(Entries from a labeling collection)
============================================================
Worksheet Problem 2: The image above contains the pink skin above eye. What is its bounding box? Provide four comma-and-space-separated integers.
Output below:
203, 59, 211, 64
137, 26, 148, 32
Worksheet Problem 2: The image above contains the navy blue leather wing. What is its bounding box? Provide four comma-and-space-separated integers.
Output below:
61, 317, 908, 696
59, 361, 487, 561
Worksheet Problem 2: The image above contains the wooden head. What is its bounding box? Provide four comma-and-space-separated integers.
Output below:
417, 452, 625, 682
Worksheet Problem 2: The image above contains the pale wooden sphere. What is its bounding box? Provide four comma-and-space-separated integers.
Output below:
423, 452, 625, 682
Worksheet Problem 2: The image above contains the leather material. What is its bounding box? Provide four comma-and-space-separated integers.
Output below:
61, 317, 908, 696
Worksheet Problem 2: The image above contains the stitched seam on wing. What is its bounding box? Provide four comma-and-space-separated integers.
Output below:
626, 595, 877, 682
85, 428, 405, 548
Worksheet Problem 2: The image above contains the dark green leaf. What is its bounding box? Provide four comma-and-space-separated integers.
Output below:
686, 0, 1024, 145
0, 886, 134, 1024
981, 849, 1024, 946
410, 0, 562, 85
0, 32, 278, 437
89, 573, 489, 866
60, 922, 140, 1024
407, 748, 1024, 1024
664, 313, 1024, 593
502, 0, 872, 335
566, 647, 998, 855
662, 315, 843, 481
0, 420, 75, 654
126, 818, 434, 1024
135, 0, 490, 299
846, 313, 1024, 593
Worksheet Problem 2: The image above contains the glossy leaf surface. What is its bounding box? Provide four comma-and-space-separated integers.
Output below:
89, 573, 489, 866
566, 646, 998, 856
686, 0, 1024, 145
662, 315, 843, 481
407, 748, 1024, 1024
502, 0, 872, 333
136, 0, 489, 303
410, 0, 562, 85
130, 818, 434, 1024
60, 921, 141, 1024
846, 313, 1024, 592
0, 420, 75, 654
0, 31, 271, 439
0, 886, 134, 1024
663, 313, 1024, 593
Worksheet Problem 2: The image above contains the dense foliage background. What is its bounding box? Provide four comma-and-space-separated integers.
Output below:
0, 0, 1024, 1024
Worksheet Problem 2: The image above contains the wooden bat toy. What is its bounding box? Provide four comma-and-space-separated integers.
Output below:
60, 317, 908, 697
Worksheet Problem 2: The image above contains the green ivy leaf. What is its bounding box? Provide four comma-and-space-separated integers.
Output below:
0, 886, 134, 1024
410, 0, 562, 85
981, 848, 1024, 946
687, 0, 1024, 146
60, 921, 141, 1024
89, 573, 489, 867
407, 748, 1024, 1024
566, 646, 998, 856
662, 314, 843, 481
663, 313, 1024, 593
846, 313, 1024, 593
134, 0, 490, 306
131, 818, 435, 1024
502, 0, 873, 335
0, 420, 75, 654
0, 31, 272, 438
============================================================
Can you lay out every line of the entries above as a JSON list of strings, one string per line, with blank lines left out?

> **WRITTEN ANSWER**:
[
  "Worksheet Problem 2: The image above contains the pink skin above eye. What is its bounding box? Provide four comma-and-space-separated integers.",
  "Output below:",
  "203, 59, 211, 64",
  "137, 26, 148, 32",
  "Worksheet Problem 2: The image above contains the navy blue leather wing. What is its bounding box? Provide four comma-and-space-separated integers.",
  "Output below:",
  "61, 317, 908, 696",
  "59, 361, 487, 561",
  "Worksheet Problem 2: The image above contains the wooden head. What is its bounding box? Provide four comma-and-space-separated integers.",
  "Output below:",
  "417, 452, 625, 682",
  "Worksheet Problem 2: The image above contains the pale wooden sphere. What is its bounding box? Provide four comma-and-space-separated integers.",
  "Output below:",
  "423, 452, 625, 682",
  "Worksheet Problem 2: The image above contains the leather material. What is its bounding box? Provide four comma-and-space-separated integers.",
  "Output below:",
  "61, 317, 908, 696",
  "Worksheet Problem 2: The image above contains the stitched seam on wing. What is its bounding box? Provide four comma-and-space-separated integers.",
  "Output below:",
  "626, 595, 877, 682",
  "85, 428, 405, 548",
  "Worksheet Problem 2: The image above contains the dark green leaf. What is its bounding box? Provide four comma-and-space-separated integers.",
  "Output below:",
  "686, 0, 1024, 145",
  "0, 886, 134, 1024",
  "981, 849, 1024, 946",
  "410, 0, 562, 85",
  "0, 32, 278, 437",
  "89, 573, 489, 866",
  "60, 922, 140, 1024",
  "407, 748, 1024, 1024",
  "664, 313, 1024, 593",
  "502, 0, 872, 335",
  "566, 647, 998, 855",
  "662, 315, 843, 481",
  "0, 420, 75, 654",
  "126, 818, 434, 1024",
  "135, 0, 490, 299",
  "846, 313, 1024, 593",
  "Worksheet Problem 2: The image above contains the glossy leaf surface. What is its bounding box? Provide four comma-and-space-separated integers.",
  "Output below:",
  "89, 573, 489, 866",
  "566, 646, 998, 856",
  "686, 0, 1024, 145",
  "662, 315, 843, 481",
  "407, 748, 1024, 1024",
  "502, 0, 872, 333",
  "136, 0, 489, 303",
  "410, 0, 562, 85",
  "130, 818, 434, 1024",
  "60, 921, 141, 1024",
  "846, 313, 1024, 592",
  "0, 420, 75, 654",
  "0, 31, 271, 439",
  "0, 886, 134, 1024",
  "663, 313, 1024, 593",
  "Worksheet Problem 2: The image above contains the dense foliage background. What is its bounding box? Provide four comma-and-space-separated integers.",
  "Output below:",
  "0, 0, 1024, 1024",
  "Worksheet Problem 2: The image above contains the wooden bat toy. What is its bounding box? Provide four comma-and-space-separated integers.",
  "Output below:",
  "60, 317, 908, 697",
  "Worksheet Problem 2: The image above contains the green ivy leaf. What is its bounding box? Provide four comma-and-space-separated integers.",
  "Output below:",
  "0, 886, 134, 1024",
  "410, 0, 562, 85",
  "981, 848, 1024, 946",
  "687, 0, 1024, 146",
  "60, 921, 141, 1024",
  "89, 573, 489, 867",
  "407, 748, 1024, 1024",
  "566, 646, 998, 856",
  "662, 314, 843, 481",
  "663, 313, 1024, 593",
  "846, 313, 1024, 593",
  "134, 0, 490, 306",
  "131, 818, 435, 1024",
  "502, 0, 873, 335",
  "0, 420, 75, 654",
  "0, 31, 272, 438"
]